## [Source passage]
I'm trying to print the first 10 rows using pyodbc. I know how to get the first record by using the following:
row = cursor.fetchall()
I tried changing this to:
row = cursor.fetchten()
but this didn't work. Is there anything else I can do??
You insert:
row = cursor.fetchmany(10)
You can change the number in the parentheses to anything you want.
Based on the documentation found on this page, you've got two options for returning lists. You have the fetchall()
method and the fetchmany()
method. In either case, you're returned a list of rows to work with.
Regarding the fetchall()
method and piggybacking off of what zondo said, the following works quickly and efficiently:
rows = cursor.fetchall()[:10] # to get the first 10
rows = cursor.fetchall()[-10::1] # to get the last 10
Alternatively, you can loop over the rows as many times you need to get the results you need:
rows = cursor.fetchall()

## [Data excerpts]
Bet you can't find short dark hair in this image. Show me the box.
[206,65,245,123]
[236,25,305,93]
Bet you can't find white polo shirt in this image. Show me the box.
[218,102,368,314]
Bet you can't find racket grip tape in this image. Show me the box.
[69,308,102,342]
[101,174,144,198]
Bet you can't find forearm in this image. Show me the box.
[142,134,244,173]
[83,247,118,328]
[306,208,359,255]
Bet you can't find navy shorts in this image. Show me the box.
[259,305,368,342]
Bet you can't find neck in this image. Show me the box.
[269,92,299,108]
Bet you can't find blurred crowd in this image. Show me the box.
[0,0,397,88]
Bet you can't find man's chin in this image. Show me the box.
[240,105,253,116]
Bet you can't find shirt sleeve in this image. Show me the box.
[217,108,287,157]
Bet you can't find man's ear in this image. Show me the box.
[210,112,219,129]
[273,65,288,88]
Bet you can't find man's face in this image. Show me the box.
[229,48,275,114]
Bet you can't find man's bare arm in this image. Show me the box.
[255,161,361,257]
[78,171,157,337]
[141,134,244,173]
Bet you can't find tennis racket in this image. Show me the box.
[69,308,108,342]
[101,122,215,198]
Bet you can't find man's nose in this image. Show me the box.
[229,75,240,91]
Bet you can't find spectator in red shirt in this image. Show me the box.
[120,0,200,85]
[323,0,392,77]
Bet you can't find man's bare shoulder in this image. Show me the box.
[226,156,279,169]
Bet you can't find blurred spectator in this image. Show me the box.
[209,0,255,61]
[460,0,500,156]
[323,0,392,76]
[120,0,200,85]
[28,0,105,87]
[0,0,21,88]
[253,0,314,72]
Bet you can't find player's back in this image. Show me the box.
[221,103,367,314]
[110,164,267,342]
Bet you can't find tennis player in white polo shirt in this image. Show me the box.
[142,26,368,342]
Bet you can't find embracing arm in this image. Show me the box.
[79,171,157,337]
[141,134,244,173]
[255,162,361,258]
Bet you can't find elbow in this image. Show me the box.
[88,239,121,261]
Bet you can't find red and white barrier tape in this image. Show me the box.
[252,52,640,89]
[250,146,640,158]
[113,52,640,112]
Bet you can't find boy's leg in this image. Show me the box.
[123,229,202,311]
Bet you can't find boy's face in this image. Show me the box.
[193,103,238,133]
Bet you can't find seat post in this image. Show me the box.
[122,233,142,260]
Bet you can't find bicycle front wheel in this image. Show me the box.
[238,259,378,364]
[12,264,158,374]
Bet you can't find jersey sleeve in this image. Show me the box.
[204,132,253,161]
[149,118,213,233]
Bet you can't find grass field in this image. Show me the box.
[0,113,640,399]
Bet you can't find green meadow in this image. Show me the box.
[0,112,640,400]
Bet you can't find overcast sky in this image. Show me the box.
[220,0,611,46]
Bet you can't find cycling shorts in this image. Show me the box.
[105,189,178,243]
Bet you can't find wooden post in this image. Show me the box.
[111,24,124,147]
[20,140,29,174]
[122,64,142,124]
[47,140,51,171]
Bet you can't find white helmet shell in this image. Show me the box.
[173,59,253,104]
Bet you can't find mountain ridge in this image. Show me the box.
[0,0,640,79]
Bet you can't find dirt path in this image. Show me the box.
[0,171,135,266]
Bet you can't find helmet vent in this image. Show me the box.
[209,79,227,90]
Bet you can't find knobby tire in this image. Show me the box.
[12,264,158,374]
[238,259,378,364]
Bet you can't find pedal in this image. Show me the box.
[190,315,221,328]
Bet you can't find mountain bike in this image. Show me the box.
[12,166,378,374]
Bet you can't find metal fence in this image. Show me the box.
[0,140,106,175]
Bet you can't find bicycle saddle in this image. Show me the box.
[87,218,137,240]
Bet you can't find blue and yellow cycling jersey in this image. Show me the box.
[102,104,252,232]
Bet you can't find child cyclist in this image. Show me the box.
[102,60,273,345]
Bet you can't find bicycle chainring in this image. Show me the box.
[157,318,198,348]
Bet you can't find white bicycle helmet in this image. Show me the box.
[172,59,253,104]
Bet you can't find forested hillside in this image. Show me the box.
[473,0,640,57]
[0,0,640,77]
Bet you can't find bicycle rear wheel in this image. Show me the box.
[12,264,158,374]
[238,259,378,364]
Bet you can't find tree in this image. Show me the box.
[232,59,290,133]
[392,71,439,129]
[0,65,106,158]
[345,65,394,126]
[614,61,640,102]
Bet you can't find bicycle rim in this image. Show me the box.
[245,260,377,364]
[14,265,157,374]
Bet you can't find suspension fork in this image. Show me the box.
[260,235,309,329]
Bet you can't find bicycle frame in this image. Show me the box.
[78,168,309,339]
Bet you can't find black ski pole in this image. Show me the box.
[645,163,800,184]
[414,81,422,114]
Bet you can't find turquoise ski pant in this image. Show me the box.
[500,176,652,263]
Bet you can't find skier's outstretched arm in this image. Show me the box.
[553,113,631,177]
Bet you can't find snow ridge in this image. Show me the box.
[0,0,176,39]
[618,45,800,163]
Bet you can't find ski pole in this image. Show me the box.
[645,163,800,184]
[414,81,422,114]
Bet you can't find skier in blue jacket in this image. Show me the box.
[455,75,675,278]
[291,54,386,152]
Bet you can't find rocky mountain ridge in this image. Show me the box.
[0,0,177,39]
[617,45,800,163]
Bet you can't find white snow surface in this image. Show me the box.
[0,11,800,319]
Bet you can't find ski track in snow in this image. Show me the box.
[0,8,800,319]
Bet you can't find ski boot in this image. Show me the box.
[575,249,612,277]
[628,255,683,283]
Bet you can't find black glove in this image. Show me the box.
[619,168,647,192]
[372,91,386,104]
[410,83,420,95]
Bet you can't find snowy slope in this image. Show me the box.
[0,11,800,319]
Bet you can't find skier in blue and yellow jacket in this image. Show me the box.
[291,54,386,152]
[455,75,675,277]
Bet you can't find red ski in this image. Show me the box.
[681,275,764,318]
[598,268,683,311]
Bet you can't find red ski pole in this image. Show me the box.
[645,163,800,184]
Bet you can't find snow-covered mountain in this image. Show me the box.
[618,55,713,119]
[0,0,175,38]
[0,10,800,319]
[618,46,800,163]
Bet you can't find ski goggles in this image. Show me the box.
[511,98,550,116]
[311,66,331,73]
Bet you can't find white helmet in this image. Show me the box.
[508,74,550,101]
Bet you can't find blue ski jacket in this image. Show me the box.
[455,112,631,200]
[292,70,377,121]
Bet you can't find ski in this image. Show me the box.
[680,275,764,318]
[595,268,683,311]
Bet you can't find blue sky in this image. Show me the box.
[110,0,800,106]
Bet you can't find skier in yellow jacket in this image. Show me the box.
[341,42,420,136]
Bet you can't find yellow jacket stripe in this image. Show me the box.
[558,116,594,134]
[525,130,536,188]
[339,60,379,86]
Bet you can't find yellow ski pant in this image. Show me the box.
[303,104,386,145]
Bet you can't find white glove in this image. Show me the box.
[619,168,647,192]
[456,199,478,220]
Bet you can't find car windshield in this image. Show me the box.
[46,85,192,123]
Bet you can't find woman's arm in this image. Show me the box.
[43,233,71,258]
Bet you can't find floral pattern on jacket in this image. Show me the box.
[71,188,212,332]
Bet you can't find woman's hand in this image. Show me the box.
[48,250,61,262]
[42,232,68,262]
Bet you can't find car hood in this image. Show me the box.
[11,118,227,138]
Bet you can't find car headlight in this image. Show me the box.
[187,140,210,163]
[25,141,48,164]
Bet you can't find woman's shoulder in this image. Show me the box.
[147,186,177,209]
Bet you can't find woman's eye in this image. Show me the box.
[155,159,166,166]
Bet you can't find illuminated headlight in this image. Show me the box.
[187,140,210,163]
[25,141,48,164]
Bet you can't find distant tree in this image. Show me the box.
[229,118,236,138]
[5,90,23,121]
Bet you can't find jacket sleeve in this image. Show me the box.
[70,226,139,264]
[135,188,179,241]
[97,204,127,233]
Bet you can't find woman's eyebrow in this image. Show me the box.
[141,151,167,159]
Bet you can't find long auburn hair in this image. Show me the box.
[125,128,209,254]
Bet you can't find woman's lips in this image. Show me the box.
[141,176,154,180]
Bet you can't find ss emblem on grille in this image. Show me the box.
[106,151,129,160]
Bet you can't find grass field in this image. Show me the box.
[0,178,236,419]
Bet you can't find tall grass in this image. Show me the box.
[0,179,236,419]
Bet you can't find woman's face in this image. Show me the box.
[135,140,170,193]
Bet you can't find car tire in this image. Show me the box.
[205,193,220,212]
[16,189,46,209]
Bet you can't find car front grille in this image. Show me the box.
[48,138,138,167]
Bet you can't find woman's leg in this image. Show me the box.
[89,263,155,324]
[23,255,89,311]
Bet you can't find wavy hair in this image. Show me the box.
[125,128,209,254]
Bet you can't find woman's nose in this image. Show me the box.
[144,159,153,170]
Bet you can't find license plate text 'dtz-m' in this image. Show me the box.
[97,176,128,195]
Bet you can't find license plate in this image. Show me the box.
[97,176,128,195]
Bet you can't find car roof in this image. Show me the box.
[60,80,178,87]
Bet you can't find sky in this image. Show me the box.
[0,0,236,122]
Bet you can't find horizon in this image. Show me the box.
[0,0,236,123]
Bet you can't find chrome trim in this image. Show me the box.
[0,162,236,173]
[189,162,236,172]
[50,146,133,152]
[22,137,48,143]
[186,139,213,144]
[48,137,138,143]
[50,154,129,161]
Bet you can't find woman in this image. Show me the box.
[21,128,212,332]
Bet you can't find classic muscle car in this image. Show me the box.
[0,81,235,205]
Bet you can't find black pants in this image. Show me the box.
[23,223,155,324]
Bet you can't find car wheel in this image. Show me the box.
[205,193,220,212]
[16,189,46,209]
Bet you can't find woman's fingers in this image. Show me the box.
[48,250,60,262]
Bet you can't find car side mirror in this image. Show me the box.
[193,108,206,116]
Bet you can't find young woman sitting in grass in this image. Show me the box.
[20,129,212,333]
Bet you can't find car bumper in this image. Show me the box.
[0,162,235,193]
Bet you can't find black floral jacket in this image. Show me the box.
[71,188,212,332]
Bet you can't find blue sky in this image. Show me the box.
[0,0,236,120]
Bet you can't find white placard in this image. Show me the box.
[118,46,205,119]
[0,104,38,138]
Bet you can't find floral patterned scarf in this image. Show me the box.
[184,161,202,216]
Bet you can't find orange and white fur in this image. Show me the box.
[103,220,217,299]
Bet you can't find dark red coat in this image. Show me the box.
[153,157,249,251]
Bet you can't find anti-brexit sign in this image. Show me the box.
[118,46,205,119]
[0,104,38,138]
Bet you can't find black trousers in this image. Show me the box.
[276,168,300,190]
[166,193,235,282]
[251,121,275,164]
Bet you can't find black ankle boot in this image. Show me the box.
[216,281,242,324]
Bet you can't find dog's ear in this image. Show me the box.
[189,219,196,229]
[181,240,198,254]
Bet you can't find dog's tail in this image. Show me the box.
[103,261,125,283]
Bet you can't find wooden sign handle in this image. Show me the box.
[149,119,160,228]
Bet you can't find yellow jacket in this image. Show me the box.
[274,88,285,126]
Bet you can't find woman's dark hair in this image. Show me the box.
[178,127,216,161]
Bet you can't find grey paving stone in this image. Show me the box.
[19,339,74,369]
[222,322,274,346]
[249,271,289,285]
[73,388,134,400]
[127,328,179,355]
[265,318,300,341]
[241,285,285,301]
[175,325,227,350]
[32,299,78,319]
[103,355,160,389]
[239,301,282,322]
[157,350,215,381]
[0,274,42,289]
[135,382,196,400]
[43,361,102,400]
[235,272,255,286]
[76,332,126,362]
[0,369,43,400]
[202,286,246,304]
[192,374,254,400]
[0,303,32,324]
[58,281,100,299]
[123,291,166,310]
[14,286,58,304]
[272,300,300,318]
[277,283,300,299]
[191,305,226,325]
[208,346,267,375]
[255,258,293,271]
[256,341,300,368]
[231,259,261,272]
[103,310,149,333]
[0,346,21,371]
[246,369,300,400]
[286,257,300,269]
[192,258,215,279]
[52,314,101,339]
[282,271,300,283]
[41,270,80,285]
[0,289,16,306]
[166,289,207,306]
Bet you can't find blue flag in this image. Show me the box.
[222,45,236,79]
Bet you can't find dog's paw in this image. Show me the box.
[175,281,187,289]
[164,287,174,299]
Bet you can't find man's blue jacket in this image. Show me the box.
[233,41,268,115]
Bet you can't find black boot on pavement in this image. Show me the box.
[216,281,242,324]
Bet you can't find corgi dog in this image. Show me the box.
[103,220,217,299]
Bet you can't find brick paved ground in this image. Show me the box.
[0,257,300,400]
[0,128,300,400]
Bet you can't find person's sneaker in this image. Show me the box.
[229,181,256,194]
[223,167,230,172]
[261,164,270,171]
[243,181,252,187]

## [Instructions]
1 – Reproduce the portion of the pyodbc passage between "You can change" and "and the fetchmany()", inclusive.
2 – Using the pyodbc passage, mark each statement as yes or no depending on whether it agrees with the passage, and quote the deciding words for each: (a) Calling fetchmany with 10 in the parentheses is offered as a way to get ten rows. (b) The asker's attempt using fetchten() was successful. (c) Slicing the result of fetchall() with [-10::1] returns the first 10 rows.

## [Responses for each task]
1 –
You can change the number in the parentheses to anything you want.
Based on the documentation found on this page, you've got two options for returning lists. You have the fetchall()
method and the fetchmany()

2 –
(a) Yes: "row = cursor.fetchmany(10)"
(b) No: "but this didn't work."
(c) No: "rows = cursor.fetchall()[-10::1] # to get the last 10"